▶ _AUSZUG ZUM LESEN_

##########

© JUNGE FREIHEIT Verlag GmbH & Co.  www.jungefreiheit.de    36/99 03. September 1999


Landtagswahlen: Die rot-grüne Regierung gerät unter großen Druck
Die schwarze Wende
Dieter Stein

Stellen Sie sich vor, es sind Wahlen in Bayern und die CSU verliert die Macht. Undenkbar, nicht wahr? Ebenso undenkbar ist es bislang gewesen, daß sich etwas an den politischen Verhältnissen im Land Nordrhein-Westfalen ändert. Das Ruhrgebiet – fest in der Hand der Genossen, seit Generationen – droht bei den Kommunalwahlen am 12. September in mehreren Städten den SPD-Bürgermeistern den Stuhl vor die Tür zu setzen. Eine Kette von Skandalen erschüttert die SPD im bevölkerungsreichsten Bundesland, hinzu kommt ein Bundestrend, der die SPD zusätzlich bremst.

##########

▶ _ZU ERLEDIGEN_
1. An welchem Tag finden laut dem Text über die Wahlen in Nordrhein-Westfalen die Kommunalwahlen statt?
2. Schreib den Text über die Wahlen in Nordrhein-Westfalen nach seinem letzten Satz weiter.

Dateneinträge
##########

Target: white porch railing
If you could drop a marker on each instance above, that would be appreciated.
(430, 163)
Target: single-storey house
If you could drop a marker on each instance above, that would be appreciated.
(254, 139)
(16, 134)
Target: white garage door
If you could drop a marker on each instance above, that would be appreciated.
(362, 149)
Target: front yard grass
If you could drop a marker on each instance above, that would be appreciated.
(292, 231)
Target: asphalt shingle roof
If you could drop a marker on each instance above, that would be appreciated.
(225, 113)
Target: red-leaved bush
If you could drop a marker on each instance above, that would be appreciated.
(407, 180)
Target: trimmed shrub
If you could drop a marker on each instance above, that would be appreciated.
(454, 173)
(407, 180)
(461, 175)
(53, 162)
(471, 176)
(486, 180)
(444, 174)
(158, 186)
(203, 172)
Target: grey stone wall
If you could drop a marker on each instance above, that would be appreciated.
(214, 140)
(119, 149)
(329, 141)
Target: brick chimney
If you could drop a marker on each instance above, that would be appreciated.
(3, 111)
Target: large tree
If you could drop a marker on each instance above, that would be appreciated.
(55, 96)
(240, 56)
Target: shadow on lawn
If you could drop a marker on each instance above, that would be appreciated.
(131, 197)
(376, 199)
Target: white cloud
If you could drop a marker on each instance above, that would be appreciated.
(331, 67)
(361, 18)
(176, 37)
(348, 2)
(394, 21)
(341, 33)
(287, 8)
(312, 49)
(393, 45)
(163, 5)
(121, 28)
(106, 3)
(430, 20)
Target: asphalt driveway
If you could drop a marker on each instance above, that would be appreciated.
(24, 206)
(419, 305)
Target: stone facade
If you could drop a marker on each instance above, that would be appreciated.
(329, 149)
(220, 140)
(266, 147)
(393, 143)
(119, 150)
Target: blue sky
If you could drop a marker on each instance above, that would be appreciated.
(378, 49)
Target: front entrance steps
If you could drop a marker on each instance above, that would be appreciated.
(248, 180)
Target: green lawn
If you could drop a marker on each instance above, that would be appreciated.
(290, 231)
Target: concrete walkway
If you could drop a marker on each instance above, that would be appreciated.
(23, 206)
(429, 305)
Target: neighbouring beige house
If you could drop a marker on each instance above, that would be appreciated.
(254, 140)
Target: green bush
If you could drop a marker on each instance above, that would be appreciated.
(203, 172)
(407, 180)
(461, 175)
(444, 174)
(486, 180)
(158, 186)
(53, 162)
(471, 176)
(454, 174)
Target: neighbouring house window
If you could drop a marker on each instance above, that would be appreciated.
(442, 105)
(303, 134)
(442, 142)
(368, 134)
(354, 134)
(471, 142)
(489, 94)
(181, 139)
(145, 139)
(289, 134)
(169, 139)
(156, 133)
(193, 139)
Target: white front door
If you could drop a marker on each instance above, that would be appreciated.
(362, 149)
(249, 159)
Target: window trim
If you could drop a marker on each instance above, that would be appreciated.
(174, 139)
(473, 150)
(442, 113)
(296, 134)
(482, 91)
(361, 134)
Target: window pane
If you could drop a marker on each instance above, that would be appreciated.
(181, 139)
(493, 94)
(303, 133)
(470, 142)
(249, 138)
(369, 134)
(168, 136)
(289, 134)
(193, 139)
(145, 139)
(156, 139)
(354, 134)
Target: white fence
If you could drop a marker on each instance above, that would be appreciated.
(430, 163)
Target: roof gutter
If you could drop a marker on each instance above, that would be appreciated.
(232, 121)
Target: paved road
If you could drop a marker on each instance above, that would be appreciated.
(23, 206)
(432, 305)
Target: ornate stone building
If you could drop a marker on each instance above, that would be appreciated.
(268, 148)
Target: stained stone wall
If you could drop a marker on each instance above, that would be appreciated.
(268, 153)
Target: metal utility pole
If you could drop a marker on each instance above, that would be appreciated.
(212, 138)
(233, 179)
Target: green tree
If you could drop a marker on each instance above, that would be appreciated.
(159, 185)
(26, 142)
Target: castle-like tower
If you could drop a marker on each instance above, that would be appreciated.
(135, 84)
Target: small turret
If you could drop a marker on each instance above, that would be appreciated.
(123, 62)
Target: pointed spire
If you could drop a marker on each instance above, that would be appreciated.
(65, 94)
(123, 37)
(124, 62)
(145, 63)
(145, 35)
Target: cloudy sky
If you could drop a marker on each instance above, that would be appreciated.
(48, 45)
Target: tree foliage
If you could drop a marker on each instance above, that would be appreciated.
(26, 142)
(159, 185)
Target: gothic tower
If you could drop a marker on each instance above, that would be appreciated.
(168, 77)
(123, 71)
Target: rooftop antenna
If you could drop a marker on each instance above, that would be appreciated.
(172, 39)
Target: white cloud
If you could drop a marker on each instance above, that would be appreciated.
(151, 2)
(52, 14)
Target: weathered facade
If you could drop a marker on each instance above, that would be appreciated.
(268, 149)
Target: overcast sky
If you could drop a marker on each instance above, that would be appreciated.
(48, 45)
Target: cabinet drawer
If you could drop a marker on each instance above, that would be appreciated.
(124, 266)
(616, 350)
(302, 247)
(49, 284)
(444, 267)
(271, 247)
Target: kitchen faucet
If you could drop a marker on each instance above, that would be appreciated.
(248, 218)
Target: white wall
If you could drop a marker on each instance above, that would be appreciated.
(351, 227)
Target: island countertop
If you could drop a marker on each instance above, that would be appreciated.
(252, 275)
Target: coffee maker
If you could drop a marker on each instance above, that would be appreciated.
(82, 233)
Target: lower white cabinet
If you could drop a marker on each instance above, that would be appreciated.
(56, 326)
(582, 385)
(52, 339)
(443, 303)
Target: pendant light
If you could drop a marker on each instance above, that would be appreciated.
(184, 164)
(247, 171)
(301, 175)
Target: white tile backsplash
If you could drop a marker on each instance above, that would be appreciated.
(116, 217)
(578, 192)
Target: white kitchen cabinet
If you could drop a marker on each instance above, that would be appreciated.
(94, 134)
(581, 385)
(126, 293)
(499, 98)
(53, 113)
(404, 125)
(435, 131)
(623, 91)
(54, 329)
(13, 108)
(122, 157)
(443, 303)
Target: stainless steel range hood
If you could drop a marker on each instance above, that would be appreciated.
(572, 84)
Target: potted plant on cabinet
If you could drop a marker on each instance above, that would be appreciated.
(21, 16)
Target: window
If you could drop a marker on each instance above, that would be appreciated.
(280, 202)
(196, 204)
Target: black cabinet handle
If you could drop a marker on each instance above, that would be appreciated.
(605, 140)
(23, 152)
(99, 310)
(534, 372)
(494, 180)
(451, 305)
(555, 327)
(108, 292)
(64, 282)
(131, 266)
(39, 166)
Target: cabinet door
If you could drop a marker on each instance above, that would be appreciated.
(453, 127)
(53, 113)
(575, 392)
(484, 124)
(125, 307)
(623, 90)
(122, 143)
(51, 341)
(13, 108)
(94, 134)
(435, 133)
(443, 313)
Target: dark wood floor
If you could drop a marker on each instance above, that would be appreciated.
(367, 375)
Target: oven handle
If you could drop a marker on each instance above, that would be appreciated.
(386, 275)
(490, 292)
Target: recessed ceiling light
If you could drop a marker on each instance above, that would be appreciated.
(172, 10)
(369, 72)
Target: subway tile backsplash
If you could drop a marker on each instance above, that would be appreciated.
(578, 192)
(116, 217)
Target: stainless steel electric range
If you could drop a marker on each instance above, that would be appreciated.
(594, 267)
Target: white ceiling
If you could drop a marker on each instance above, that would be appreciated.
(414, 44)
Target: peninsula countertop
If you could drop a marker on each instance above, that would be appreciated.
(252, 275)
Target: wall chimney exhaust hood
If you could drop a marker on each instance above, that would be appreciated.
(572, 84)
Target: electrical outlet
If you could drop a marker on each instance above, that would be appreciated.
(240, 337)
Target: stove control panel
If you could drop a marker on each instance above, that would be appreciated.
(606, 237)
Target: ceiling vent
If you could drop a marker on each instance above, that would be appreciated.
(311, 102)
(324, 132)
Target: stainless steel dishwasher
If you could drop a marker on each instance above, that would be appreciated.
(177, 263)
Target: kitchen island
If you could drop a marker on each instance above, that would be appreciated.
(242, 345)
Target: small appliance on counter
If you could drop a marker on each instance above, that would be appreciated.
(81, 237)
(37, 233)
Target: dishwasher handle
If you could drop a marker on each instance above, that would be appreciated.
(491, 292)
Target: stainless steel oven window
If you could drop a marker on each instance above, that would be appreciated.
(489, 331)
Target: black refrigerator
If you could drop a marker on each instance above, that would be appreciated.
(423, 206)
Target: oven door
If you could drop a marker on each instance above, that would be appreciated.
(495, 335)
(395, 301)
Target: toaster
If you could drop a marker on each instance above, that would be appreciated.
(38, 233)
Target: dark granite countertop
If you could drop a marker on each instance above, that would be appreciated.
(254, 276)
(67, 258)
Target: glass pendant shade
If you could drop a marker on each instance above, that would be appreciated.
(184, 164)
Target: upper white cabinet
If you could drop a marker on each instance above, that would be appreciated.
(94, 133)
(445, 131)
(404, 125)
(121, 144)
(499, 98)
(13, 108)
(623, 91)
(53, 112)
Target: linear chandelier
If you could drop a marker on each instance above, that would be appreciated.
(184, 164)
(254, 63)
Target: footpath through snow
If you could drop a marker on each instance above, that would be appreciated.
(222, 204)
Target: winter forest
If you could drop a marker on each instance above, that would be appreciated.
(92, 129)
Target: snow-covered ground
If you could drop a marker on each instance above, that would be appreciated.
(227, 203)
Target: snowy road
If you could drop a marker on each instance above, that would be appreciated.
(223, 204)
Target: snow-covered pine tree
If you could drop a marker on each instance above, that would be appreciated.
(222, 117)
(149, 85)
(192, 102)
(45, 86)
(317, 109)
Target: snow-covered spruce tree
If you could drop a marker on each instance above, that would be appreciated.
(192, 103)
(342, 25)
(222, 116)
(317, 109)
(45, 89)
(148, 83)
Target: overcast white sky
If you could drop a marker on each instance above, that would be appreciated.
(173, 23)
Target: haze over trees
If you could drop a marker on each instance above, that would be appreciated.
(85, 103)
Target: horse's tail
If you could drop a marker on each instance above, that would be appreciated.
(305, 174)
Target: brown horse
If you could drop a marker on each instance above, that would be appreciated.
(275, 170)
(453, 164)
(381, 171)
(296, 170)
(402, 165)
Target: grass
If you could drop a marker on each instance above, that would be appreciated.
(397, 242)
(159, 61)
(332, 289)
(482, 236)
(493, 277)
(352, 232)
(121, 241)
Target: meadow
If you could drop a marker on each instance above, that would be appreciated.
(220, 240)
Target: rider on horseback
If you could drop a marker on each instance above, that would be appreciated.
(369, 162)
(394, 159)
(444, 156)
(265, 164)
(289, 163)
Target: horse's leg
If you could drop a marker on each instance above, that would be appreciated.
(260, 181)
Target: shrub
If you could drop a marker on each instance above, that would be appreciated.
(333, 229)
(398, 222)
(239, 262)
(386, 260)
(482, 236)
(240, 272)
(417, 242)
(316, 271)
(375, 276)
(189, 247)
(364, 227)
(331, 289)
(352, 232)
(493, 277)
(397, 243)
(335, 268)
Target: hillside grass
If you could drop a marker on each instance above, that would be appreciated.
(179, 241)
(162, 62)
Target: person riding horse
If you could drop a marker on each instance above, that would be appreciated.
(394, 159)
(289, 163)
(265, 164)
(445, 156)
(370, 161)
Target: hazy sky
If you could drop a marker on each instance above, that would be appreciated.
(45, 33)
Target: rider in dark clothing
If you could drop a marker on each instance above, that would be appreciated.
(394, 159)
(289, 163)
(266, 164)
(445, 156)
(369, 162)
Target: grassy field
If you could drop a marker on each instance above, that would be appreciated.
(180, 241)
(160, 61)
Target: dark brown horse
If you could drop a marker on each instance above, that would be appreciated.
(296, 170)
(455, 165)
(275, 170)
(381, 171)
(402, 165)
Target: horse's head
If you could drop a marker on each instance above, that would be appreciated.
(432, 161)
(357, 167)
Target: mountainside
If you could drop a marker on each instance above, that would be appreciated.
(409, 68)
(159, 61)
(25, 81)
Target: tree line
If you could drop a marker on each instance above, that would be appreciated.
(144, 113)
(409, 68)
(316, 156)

##########

▶ _ANTWORTEN JE PUNKT_
1. Am 12. September.

2.
Bei den Landtagswahlen in Berlin, Brandenburg, Thüringen, Sachsen, Saarland und den NRW-Kommunalwahlen kündigt sich indes insgesamt ein Erdrutschsieg der Unions-Parteien und ein dramatischer Einflußverlust für die Sozialdemokraten an. Abgesehen von durch Skandalen ausgelösten Irritationen und den mit Ablehnung aufgenommenen Sparappellen des Bundesfinanzministers ist es eine normale Pendelbewegung, die wir erleben. Schließlich hat die SPD in den vergangenen zwölf Monaten wichtige Schlüsselpositionen besetzt: Bundesregierung, Bundespräsident und eine Mehrheit in Bundestag und Bundesrat. Konsequenterweise wünschen sich die Bürger nun eine starke Opposition in den Ländern und wandern zu anderen Parteien.

l Im Saarland (Wahltermin 5. September) hatte die SPD schon 1994 mit 49,4 Prozent der Stimmen lediglich die absolute Mehrheit der Mandate sichern können. Derzeit liegen Union und SPD gleichauf. Scheitern FDP (sicher) und Grüne (eventuell) an der Fünf-Prozent-Hürde, könnte der CDU-Kandidat Müller Ministerpräsident werden. Damit wäre das bis in die 70er Jahre von der CDU regierte Land zurückerobert.

l In Brandenburg (Wahltermin 5. September) ist die SPD (1994: 54,1 %) vom Verlust der absoluten Mehrheit bedroht. Offen ist, wen die DVU mehr Stimmen kostet: Stolpe oder Schönbohm von der CDU, der zuletzt für seine Partei bei Umfragen bei fast 30 Prozent lag, nun aber wieder abgefallen ist. Bei einer Großen Koalition wäre Brandenburg für den Bundesrat neutralisiert. Die SPD-Mehrheit bröckelt weiter.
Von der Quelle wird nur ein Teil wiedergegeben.